- **Exercise details**
Which lines in the items below contain the word "structure"? List each of those lines in full, and treat uppercase and lowercase as different.
BEGIN Records for the exercise
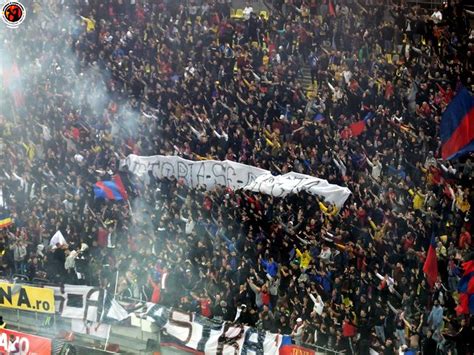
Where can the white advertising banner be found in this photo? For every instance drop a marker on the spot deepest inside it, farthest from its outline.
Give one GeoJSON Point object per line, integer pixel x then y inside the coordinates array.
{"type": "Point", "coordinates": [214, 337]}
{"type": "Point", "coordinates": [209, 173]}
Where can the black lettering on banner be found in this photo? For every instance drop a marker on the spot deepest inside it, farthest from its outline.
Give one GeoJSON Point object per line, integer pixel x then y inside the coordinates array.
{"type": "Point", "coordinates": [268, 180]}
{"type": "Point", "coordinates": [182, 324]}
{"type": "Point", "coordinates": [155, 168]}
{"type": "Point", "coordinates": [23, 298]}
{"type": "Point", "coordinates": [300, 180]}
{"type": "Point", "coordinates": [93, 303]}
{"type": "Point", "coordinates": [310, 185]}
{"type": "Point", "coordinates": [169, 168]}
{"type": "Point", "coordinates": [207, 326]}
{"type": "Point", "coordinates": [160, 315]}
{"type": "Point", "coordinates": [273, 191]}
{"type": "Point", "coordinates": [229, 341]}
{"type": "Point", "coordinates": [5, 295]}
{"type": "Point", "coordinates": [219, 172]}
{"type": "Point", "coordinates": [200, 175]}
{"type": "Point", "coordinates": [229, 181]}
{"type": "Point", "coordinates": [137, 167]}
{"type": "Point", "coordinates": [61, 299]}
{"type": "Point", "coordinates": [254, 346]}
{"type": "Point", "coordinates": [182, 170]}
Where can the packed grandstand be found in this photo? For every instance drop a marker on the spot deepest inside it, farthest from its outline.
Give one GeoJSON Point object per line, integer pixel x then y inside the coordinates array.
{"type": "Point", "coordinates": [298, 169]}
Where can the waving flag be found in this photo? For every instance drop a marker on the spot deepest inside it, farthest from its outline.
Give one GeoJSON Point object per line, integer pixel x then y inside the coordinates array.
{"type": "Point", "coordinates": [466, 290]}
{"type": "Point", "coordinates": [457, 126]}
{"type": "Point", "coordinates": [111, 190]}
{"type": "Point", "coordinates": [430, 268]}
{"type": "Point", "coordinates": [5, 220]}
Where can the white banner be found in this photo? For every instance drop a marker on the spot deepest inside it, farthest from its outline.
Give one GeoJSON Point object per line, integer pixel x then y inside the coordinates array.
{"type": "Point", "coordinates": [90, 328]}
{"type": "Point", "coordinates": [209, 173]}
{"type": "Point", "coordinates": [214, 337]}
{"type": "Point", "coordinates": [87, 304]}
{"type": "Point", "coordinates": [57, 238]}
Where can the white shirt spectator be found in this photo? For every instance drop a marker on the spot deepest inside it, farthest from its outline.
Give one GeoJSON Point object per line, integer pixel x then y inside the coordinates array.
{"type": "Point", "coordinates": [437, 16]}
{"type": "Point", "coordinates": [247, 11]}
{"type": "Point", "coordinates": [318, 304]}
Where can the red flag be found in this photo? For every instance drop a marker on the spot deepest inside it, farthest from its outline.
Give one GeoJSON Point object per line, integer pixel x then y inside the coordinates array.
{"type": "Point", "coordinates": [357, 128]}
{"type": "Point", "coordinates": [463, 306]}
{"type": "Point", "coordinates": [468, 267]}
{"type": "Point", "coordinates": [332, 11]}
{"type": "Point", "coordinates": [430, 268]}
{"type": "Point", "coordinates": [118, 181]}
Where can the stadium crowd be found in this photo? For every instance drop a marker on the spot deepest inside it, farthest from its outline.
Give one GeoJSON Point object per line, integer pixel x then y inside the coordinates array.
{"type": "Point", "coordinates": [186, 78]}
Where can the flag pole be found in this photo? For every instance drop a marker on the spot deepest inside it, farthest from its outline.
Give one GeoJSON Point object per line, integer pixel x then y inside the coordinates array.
END Records for the exercise
BEGIN Records for the exercise
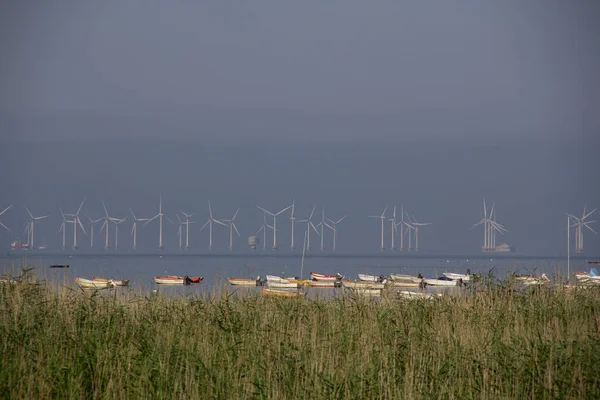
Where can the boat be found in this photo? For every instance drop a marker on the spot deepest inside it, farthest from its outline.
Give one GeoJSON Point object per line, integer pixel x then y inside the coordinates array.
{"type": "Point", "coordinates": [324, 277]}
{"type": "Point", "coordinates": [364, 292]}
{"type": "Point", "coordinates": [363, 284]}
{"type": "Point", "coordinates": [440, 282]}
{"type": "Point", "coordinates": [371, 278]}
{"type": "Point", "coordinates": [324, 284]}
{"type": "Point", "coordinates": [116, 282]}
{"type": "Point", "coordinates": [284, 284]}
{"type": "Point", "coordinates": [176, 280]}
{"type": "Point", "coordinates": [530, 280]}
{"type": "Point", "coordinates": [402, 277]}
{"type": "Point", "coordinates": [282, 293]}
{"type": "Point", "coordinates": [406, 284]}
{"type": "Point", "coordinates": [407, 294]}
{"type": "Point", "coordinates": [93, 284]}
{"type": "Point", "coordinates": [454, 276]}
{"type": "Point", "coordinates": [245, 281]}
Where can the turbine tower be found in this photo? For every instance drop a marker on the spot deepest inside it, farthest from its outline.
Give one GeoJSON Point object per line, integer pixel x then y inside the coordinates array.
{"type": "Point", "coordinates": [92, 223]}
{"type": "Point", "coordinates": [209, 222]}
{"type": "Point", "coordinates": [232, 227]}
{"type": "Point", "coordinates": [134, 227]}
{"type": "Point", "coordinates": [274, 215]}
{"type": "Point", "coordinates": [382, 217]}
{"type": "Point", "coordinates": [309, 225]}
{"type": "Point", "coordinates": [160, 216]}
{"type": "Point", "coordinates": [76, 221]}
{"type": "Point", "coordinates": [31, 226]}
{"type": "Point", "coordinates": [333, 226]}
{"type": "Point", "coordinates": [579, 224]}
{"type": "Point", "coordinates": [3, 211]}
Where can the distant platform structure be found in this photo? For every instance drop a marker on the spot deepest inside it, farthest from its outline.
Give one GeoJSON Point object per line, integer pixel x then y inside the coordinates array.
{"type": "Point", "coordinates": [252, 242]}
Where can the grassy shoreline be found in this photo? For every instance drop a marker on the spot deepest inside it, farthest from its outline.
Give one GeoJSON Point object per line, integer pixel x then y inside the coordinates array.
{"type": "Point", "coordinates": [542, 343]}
END Records for the exercise
- **Output**
Where can the distant platform structure be found in this photo? For every instance drop a marker on the spot deepest inside it, farthest from its outline.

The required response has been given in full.